Passage shown -

--------

Dr STONE (Murray) (22:48): I also rise to speak on the package of 11 bills which form the minerals resource rent tax legislation 2011. The introduction of the carbon tax was a big blow to the mineral industries in Australia, and now this minerals resource rent tax requires the minerals sector to dig even deeper to fill the holes left after Labor's profligate spending.

We are told this tax was negotiated with three large companies: BHP, Rio Tinto and Xstrata. This is rather extraordinary behaviour. Their competitors, particularly the small- and medium-size mining companies—the little ones who are out there risking all, looking to prove up new deposits, the ones who take on Indigenous employment and offer great hope to families who have never had such amazing jobs, the ones who give them all sorts of great starts in life—were excluded from the negotiations.

--------

Data shown -

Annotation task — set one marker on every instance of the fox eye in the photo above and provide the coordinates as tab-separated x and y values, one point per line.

--------

Requirement -
Update the speech on the minerals resource rent tax by writing it out again, starting with "Dr STONE (Murray)" and going on through "from the negotiations.", with "minerals resource rent tax" replaced by "mining profits tax".

Solution -
Dr STONE (Murray) (22:48): I also rise to speak on the package of 11 bills which form the mining profits tax legislation 2011. The introduction of the carbon tax was a big blow to the mineral industries in Australia, and now this mining profits tax requires the minerals sector to dig even deeper to fill the holes left after Labor's profligate spending.

We are told this tax was negotiated with three large companies: BHP, Rio Tinto and Xstrata. This is rather extraordinary behaviour. Their competitors, particularly the small- and medium-size mining companies—the little ones who are out there risking all, looking to prove up new deposits, the ones who take on Indigenous employment and offer great hope to families who have never had such amazing jobs, the ones who give them all sorts of great starts in life—were excluded from the negotiations.